▸ **What is being asked**
Gather every line of the entries below that contains the string "ymin", treating uppercase and lowercase letters as distinct.

Records from a collection

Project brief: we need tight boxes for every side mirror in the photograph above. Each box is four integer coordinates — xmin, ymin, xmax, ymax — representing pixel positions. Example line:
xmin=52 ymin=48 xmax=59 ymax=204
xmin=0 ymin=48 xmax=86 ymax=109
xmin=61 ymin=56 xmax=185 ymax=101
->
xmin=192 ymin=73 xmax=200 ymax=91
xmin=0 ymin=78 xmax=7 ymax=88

▸ **Expected output**
Project brief: we need tight boxes for every side mirror in the photograph above. Each box is four integer coordinates — xmin, ymin, xmax, ymax — representing pixel positions. Example line:
xmin=52 ymin=48 xmax=59 ymax=204
xmin=0 ymin=48 xmax=86 ymax=109
xmin=61 ymin=56 xmax=185 ymax=101
xmin=192 ymin=73 xmax=200 ymax=91
xmin=0 ymin=78 xmax=7 ymax=88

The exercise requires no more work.